→ **Objetivo**: En la reseña sobre Napoleón (1955), ¿quién narra el enorme flashback con el que se cuenta la película?

→ **Texto proporcionado**:

Publicado el 08 septiembre 2012 por 39escalones

La tienda de los horrores – Napoleón (1955)

Erich von Stroheim, tocado con peluca-fregona, juega a imitar a Ludwig van Beethoven aporreando al piano la sinfonía Heroica con gesto grave de circunstancias mientras un grupo de cortesanos vieneses “negocia” el futuro matrimonio de María Luisa de Austria con Napoleón Bonaparte, emperador de los franceses. En un momento dado, Stroheim, que no dice ni mu en todo este tiempo, deja de tocar, levanta la vista, y mira a quienes se encuentran ante él. Su careto de hastío, de aburrimiento, de humillación, de estar pensando “qué demonios hago yo aquí”, resume muy bien las sensaciones que provoca el visionado de Napoleón, producción francesa dirigida por Sacha Guitry en 1955.

La tienda de los horrores – Napoleón (1955)

Guitry, ya casi al final de su carrera cinematográfica, crea un interminable truño de 182 minutos de duración (muy recortados en las versiones destinadas a otros países, afortunadamente: 105 minutos en Alemania, 118 minutos en España…) consagrado a presentar una hagiografía de la vida y milagros (políticos, militares y amatorios) del “Pequeño Cabo” (o “Le Petit Cabrón”, en palabras de Arturo Pérez-Reverte), otro dictador bajito, con mala leche y un único testículo que sojuzgó a media Europa sometiéndola a sus designios durante un par de lustros. Contada en un enorme flashback por el ministro de exteriores Talleyrand (interpretado por el propio Guitry), la película recorre todos los episodios relevantes de la vida de Napoleón, desde su cuna en Ajaccio (Córcega) hasta su muerte en Santa Elena y el traslado de sus restos mortales a París.

→ **Fragmentos del listado**:
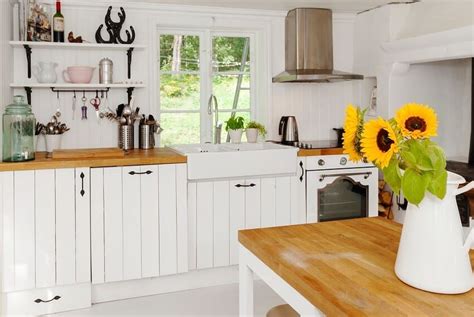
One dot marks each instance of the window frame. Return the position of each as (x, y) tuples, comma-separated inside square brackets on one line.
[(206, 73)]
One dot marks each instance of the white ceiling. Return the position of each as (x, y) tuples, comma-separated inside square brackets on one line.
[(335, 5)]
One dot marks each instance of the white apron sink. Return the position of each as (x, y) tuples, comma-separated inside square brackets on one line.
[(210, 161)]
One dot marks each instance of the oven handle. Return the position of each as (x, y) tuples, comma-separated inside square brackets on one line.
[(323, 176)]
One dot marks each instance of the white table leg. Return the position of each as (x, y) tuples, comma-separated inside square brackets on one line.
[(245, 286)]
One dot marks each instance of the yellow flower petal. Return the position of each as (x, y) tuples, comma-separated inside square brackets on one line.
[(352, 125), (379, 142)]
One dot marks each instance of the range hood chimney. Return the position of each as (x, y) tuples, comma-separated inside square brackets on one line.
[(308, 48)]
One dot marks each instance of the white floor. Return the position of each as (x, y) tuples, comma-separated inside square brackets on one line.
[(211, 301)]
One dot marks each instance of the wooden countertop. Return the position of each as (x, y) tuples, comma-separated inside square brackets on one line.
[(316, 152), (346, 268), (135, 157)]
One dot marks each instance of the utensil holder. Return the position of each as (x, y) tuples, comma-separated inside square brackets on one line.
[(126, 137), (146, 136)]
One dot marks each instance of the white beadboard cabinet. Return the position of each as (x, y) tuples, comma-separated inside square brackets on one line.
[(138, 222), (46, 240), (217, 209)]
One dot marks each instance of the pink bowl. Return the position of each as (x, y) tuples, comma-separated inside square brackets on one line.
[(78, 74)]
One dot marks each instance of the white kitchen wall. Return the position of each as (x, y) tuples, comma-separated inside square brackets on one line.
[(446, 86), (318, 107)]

→ **Respuesta**: El ministro de exteriores Talleyrand, interpretado por el propio Guitry.